Copy out the lines below, starting with the line containing "point: the wooden panel" and continuing down through the line containing "point: the green foliage in this photo", with both of those lines included. Leave the pictures out of your copy.

# # #

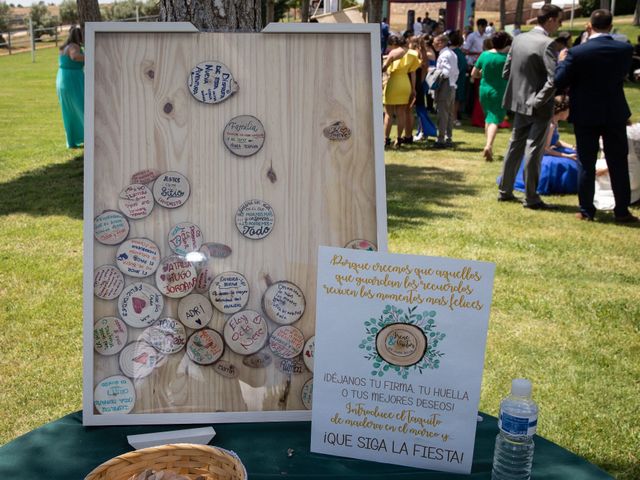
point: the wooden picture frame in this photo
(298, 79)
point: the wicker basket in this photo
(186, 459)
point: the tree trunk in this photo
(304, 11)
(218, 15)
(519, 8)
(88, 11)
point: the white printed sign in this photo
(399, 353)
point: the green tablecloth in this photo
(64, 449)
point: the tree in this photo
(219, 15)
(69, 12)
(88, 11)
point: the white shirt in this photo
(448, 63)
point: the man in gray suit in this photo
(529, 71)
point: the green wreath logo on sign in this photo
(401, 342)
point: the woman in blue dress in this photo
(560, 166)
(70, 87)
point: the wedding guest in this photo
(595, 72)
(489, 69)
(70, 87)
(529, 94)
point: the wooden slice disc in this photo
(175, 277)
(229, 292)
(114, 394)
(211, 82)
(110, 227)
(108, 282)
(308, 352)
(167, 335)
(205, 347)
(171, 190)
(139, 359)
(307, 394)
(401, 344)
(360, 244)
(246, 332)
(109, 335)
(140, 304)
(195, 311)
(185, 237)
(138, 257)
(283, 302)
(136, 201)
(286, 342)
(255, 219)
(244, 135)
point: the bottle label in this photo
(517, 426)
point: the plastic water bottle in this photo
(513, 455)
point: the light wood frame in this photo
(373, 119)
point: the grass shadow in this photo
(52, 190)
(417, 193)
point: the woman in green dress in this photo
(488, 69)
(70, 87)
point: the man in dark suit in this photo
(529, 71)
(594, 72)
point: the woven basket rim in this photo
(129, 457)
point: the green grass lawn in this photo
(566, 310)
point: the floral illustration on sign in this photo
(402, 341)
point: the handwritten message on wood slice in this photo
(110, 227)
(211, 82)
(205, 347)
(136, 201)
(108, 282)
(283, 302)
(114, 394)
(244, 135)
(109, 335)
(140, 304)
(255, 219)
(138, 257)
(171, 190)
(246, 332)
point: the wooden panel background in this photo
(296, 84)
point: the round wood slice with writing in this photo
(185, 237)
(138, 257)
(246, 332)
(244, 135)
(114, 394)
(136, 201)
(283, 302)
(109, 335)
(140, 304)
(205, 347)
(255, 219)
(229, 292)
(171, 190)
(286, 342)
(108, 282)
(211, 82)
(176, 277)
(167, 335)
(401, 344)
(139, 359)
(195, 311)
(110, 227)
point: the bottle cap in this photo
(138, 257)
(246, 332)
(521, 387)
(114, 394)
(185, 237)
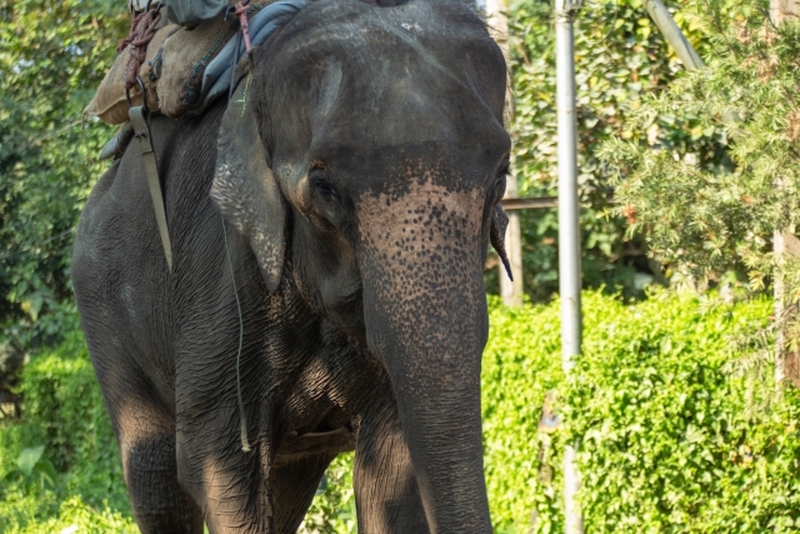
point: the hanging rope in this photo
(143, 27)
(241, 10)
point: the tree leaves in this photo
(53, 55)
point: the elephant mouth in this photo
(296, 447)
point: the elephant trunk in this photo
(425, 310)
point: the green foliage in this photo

# # #

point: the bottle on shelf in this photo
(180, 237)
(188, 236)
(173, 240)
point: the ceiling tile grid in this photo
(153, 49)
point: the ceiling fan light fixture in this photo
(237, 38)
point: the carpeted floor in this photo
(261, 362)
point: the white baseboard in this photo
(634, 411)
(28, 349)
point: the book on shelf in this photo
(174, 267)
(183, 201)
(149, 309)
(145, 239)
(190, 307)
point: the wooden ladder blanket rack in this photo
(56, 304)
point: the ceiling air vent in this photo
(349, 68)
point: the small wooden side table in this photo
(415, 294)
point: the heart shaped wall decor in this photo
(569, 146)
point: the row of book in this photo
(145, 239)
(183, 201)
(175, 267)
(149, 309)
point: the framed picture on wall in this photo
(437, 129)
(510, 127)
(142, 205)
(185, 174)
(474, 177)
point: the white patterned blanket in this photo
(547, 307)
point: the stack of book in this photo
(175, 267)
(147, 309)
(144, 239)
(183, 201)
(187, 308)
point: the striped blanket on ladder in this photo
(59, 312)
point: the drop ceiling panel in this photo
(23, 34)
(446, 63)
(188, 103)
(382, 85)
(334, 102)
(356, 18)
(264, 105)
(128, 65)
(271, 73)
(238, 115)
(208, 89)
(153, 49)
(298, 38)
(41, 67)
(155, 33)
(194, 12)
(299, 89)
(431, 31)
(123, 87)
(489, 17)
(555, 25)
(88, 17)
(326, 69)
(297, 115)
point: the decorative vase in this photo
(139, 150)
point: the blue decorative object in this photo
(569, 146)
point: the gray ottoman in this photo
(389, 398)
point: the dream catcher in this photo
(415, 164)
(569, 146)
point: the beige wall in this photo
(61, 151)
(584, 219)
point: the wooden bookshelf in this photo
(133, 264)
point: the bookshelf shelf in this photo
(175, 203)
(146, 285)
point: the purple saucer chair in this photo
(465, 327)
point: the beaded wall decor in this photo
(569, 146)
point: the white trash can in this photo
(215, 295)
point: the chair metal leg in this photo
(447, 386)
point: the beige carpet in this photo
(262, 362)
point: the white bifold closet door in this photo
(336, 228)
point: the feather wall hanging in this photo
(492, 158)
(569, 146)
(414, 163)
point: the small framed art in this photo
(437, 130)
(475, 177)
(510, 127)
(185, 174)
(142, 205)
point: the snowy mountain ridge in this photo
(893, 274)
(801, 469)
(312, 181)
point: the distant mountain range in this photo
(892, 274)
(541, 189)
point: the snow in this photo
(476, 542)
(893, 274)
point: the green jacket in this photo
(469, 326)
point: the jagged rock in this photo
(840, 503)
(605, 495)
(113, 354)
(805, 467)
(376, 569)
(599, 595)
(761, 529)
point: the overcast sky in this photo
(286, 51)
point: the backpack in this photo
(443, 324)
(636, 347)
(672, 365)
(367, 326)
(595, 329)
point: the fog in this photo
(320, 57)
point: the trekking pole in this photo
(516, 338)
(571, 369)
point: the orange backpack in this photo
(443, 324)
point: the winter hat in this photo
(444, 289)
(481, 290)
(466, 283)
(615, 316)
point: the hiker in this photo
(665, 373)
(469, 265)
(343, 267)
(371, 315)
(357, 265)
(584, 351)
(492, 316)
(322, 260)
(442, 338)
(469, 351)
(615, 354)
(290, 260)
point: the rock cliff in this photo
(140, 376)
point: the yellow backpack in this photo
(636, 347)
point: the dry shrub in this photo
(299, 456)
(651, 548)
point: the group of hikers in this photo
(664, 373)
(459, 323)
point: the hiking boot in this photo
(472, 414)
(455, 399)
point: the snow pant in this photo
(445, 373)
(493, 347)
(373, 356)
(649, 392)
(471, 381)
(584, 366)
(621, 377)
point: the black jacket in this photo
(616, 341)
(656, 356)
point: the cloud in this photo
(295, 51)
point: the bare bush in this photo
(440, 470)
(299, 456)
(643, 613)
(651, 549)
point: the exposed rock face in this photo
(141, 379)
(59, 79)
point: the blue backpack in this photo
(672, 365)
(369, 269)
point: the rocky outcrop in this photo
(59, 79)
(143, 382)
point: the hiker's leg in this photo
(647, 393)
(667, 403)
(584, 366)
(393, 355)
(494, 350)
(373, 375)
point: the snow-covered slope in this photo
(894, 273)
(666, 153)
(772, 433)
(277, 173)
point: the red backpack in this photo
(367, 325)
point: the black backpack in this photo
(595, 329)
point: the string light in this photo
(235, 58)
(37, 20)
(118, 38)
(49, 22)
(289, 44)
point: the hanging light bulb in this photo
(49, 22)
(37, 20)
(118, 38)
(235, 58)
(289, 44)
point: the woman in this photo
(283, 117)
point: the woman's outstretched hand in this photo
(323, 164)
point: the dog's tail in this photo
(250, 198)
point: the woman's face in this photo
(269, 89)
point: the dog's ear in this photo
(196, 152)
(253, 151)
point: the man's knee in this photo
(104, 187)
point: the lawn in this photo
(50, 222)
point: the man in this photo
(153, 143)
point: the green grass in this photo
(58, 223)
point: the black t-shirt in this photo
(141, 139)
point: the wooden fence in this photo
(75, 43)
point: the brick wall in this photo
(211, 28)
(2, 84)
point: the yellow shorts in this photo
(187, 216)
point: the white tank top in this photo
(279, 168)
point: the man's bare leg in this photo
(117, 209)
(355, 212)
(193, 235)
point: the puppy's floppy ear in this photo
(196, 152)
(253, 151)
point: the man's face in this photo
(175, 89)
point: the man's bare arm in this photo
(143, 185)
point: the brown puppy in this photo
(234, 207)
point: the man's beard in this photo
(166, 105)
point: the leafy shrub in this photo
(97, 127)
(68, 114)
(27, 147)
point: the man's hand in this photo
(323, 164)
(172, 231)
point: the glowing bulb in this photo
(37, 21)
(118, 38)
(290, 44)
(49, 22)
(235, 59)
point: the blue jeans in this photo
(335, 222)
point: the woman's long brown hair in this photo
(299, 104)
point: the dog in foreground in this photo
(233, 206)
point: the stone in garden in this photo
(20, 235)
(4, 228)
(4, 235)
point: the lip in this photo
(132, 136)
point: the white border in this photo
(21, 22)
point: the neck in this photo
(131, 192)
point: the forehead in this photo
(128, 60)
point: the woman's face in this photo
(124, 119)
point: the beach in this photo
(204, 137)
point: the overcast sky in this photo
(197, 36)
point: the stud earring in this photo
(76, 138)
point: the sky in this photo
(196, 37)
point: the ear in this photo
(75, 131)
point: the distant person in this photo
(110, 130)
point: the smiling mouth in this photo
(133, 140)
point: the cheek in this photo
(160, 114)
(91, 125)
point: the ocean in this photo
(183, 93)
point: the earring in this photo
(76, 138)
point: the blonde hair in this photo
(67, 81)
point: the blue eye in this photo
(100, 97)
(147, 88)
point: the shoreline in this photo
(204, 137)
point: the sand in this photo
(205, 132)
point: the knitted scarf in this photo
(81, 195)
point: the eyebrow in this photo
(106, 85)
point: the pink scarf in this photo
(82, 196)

# # #

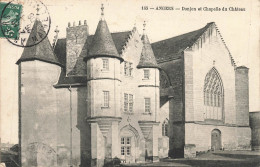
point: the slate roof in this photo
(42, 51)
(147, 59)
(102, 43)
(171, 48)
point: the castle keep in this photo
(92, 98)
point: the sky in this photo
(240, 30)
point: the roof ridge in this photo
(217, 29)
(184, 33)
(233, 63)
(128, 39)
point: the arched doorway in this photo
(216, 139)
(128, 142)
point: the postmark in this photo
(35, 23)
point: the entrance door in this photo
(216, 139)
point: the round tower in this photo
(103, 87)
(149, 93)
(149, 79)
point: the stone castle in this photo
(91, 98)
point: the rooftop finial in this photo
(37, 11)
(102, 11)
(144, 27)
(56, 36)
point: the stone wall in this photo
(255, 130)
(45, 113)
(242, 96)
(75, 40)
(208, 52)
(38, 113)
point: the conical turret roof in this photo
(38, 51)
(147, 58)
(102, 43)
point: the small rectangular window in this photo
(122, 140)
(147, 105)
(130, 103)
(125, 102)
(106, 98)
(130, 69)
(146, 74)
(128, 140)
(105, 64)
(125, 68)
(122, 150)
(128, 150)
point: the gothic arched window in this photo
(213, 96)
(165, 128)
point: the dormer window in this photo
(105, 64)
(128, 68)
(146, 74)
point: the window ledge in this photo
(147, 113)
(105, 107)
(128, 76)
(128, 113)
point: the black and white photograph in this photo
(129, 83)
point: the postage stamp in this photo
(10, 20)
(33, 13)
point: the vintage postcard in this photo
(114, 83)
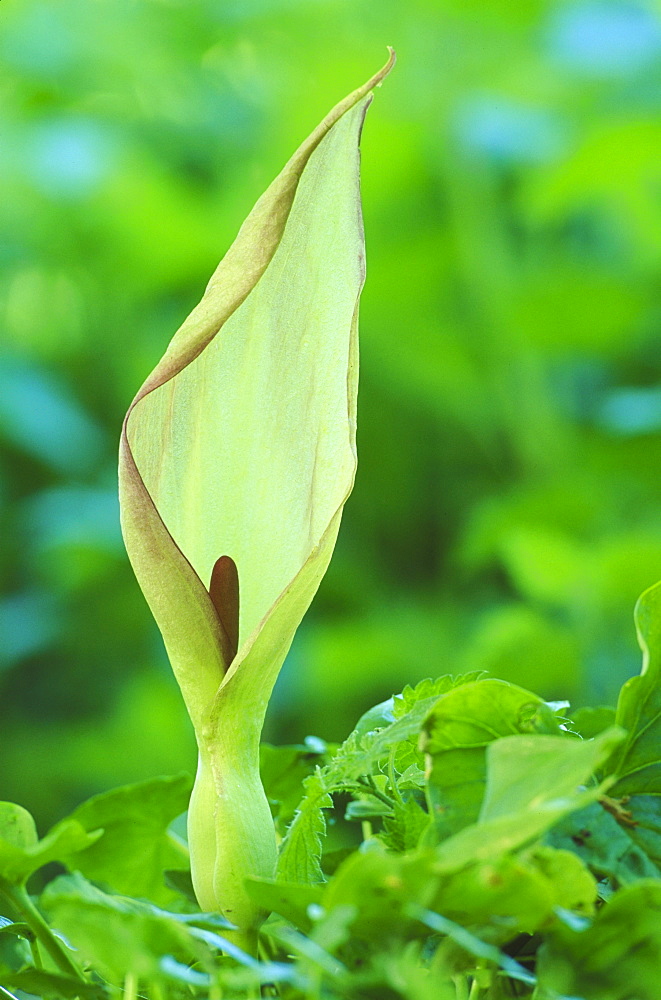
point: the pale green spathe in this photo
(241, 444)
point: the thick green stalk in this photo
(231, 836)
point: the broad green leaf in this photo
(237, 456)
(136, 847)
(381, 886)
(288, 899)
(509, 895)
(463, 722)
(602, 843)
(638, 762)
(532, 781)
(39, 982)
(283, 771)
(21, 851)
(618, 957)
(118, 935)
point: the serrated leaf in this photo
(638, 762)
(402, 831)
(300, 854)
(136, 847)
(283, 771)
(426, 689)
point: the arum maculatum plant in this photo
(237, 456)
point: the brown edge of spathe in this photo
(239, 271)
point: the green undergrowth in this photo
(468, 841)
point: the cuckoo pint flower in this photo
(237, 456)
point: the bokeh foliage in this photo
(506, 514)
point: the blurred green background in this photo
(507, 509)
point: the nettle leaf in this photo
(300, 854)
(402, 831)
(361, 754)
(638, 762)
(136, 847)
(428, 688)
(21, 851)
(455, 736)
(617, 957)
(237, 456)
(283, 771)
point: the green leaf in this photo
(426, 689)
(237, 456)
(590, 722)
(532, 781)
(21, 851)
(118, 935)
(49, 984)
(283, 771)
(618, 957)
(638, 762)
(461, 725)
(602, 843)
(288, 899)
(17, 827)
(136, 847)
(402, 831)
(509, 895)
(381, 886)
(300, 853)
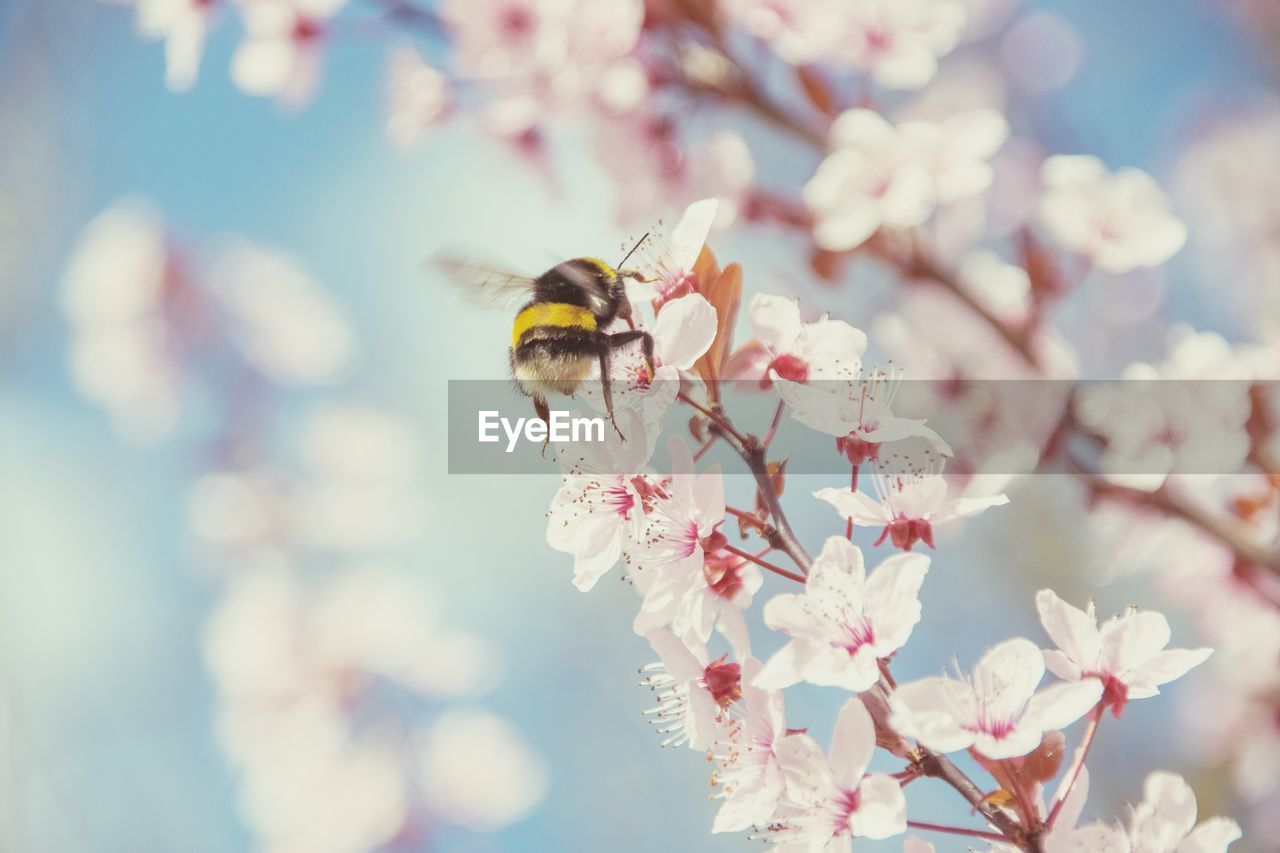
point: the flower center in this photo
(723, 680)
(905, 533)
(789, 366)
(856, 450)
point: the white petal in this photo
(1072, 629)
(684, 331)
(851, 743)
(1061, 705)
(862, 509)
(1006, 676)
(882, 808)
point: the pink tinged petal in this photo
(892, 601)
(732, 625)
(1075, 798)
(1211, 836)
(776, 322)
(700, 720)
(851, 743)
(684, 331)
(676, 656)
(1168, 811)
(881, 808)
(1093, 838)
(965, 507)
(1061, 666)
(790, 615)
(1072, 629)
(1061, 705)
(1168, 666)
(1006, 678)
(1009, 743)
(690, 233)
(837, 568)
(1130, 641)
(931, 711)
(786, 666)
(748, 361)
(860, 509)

# # #

_Response to this task_:
point: the wooden panel background in this photo
(296, 84)
point: the round wood slice with writing in this photo
(185, 237)
(138, 257)
(246, 332)
(244, 135)
(114, 394)
(136, 201)
(283, 302)
(109, 335)
(140, 304)
(205, 347)
(255, 219)
(229, 292)
(171, 190)
(286, 342)
(108, 282)
(211, 82)
(176, 277)
(167, 335)
(401, 344)
(139, 359)
(195, 311)
(110, 227)
point: the bottle cap in this photo
(138, 257)
(246, 332)
(521, 387)
(114, 394)
(185, 237)
point: the hanging rope in this photo
(143, 27)
(241, 10)
point: the tree leaves in this photo
(53, 55)
point: the elephant mouth in this photo
(296, 447)
point: the elephant trunk in this photo
(425, 310)
point: the green foliage in this photo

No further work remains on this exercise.